# BRIEF
Send back every line of the data exactly.

# ENTRIES PROVIDED
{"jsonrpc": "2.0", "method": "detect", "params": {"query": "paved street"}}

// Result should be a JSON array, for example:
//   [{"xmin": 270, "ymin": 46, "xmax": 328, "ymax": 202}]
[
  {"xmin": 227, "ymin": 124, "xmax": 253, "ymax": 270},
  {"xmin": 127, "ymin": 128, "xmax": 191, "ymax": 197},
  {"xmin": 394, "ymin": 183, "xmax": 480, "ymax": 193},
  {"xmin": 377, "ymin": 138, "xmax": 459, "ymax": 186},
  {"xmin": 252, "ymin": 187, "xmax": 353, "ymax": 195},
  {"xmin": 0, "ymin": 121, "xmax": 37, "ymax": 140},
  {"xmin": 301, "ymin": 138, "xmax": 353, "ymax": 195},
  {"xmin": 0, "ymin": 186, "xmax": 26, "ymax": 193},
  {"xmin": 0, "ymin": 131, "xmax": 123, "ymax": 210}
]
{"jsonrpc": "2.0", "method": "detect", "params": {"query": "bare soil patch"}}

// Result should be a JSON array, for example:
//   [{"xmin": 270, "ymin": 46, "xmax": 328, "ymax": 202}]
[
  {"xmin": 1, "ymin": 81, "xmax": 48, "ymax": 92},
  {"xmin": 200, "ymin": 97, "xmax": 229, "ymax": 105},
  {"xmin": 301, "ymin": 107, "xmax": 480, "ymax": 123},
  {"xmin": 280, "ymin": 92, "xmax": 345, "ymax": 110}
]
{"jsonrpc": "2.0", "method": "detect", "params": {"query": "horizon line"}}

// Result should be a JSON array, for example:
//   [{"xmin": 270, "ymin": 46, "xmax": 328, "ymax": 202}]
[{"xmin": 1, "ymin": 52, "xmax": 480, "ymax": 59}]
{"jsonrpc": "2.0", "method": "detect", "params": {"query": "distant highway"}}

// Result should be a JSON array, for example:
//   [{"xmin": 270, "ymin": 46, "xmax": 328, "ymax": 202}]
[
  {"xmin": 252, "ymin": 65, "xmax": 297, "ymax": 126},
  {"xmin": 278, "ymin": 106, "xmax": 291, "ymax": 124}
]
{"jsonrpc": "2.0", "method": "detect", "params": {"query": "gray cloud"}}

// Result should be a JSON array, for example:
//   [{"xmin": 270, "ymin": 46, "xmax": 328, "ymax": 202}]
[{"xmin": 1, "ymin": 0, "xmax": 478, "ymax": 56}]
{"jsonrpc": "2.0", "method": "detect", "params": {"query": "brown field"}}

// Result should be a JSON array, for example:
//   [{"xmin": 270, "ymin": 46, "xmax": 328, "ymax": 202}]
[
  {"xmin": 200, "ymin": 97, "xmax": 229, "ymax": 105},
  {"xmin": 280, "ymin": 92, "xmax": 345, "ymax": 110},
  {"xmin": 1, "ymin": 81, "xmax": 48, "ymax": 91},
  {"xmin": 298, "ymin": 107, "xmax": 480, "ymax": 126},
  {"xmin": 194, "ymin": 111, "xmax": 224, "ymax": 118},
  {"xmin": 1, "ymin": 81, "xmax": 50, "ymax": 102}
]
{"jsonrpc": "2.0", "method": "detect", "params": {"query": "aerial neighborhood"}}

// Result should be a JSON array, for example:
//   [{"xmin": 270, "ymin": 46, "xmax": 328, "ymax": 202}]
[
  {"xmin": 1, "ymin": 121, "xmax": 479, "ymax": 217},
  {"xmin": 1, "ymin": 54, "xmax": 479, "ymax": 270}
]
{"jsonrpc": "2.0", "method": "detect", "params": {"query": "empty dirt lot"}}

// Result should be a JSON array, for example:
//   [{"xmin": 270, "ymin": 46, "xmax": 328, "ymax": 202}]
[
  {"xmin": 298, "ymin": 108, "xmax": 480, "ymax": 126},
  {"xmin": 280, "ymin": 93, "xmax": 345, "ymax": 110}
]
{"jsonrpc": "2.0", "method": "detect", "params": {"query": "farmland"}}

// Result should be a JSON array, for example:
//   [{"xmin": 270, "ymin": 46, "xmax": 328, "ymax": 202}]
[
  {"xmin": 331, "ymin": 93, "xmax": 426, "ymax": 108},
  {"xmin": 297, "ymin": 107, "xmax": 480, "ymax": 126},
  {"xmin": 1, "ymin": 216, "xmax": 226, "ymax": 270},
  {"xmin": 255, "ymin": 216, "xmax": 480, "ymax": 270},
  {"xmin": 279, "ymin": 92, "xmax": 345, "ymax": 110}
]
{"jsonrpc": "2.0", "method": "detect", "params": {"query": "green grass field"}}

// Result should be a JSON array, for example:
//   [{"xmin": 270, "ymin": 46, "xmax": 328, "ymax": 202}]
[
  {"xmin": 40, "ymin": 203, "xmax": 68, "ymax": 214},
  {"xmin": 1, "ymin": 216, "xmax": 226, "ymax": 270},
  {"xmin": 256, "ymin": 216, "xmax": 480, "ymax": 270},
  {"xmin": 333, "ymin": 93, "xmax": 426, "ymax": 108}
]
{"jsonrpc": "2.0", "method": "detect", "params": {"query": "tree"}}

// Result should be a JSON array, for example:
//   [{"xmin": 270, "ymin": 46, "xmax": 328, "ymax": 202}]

# YOUR RESPONSE
{"jsonrpc": "2.0", "method": "detect", "params": {"query": "paved street"}}

// Result should be a JSON array, for example:
//   [{"xmin": 270, "ymin": 46, "xmax": 328, "ymax": 202}]
[
  {"xmin": 227, "ymin": 124, "xmax": 253, "ymax": 270},
  {"xmin": 127, "ymin": 128, "xmax": 191, "ymax": 197},
  {"xmin": 394, "ymin": 183, "xmax": 480, "ymax": 193},
  {"xmin": 377, "ymin": 138, "xmax": 459, "ymax": 186},
  {"xmin": 252, "ymin": 187, "xmax": 353, "ymax": 195},
  {"xmin": 0, "ymin": 121, "xmax": 37, "ymax": 140},
  {"xmin": 301, "ymin": 138, "xmax": 353, "ymax": 195},
  {"xmin": 0, "ymin": 186, "xmax": 26, "ymax": 193},
  {"xmin": 0, "ymin": 131, "xmax": 123, "ymax": 210}
]
{"jsonrpc": "2.0", "method": "detect", "params": {"query": "bare soil patch"}}

// Result should be a JSON array, for example:
//   [{"xmin": 270, "ymin": 46, "xmax": 328, "ymax": 202}]
[
  {"xmin": 1, "ymin": 81, "xmax": 48, "ymax": 92},
  {"xmin": 200, "ymin": 97, "xmax": 229, "ymax": 105},
  {"xmin": 301, "ymin": 107, "xmax": 480, "ymax": 123},
  {"xmin": 280, "ymin": 92, "xmax": 345, "ymax": 110}
]
{"jsonrpc": "2.0", "method": "detect", "params": {"query": "horizon line"}}

// Result should be a JSON array, for example:
//   [{"xmin": 270, "ymin": 46, "xmax": 328, "ymax": 202}]
[{"xmin": 1, "ymin": 52, "xmax": 480, "ymax": 59}]
{"jsonrpc": "2.0", "method": "detect", "params": {"query": "distant highway"}}

// Result should be a JSON array, for example:
//   [{"xmin": 270, "ymin": 46, "xmax": 328, "ymax": 202}]
[
  {"xmin": 252, "ymin": 65, "xmax": 297, "ymax": 126},
  {"xmin": 278, "ymin": 106, "xmax": 291, "ymax": 124}
]
{"jsonrpc": "2.0", "method": "detect", "params": {"query": "gray cloud"}}

// Result should be a JSON array, for example:
//   [{"xmin": 270, "ymin": 46, "xmax": 328, "ymax": 202}]
[{"xmin": 1, "ymin": 0, "xmax": 478, "ymax": 56}]
{"jsonrpc": "2.0", "method": "detect", "params": {"query": "brown field"}}

// Result should be a JSON array, for example:
//   [{"xmin": 270, "ymin": 46, "xmax": 328, "ymax": 202}]
[
  {"xmin": 200, "ymin": 97, "xmax": 229, "ymax": 105},
  {"xmin": 280, "ymin": 92, "xmax": 345, "ymax": 110},
  {"xmin": 1, "ymin": 81, "xmax": 48, "ymax": 91},
  {"xmin": 298, "ymin": 107, "xmax": 480, "ymax": 126},
  {"xmin": 194, "ymin": 111, "xmax": 224, "ymax": 118},
  {"xmin": 1, "ymin": 81, "xmax": 50, "ymax": 102}
]
{"jsonrpc": "2.0", "method": "detect", "params": {"query": "aerial neighborhood"}}

// Result should be a JSON array, for example:
//   [{"xmin": 270, "ymin": 46, "xmax": 328, "ymax": 202}]
[
  {"xmin": 1, "ymin": 121, "xmax": 479, "ymax": 217},
  {"xmin": 1, "ymin": 54, "xmax": 479, "ymax": 270}
]
{"jsonrpc": "2.0", "method": "detect", "params": {"query": "empty dirt lot"}}

// Result should be a JSON array, for example:
//   [{"xmin": 270, "ymin": 46, "xmax": 328, "ymax": 202}]
[
  {"xmin": 298, "ymin": 108, "xmax": 480, "ymax": 126},
  {"xmin": 280, "ymin": 93, "xmax": 345, "ymax": 110}
]
{"jsonrpc": "2.0", "method": "detect", "params": {"query": "farmland"}}

// Result should be a JSON array, for example:
//   [{"xmin": 270, "ymin": 46, "xmax": 328, "ymax": 202}]
[
  {"xmin": 331, "ymin": 93, "xmax": 426, "ymax": 108},
  {"xmin": 297, "ymin": 107, "xmax": 480, "ymax": 126},
  {"xmin": 1, "ymin": 216, "xmax": 226, "ymax": 270},
  {"xmin": 255, "ymin": 216, "xmax": 480, "ymax": 270},
  {"xmin": 279, "ymin": 92, "xmax": 345, "ymax": 110}
]
{"jsonrpc": "2.0", "method": "detect", "params": {"query": "green grass field"}}

// Result should be a JSON array, for example:
//   [{"xmin": 270, "ymin": 46, "xmax": 328, "ymax": 202}]
[
  {"xmin": 40, "ymin": 203, "xmax": 68, "ymax": 214},
  {"xmin": 1, "ymin": 216, "xmax": 226, "ymax": 270},
  {"xmin": 256, "ymin": 216, "xmax": 480, "ymax": 270},
  {"xmin": 333, "ymin": 93, "xmax": 426, "ymax": 108}
]
{"jsonrpc": "2.0", "method": "detect", "params": {"query": "tree"}}

// Result should be a JSON array, for example:
//   [{"xmin": 270, "ymin": 46, "xmax": 328, "ymax": 202}]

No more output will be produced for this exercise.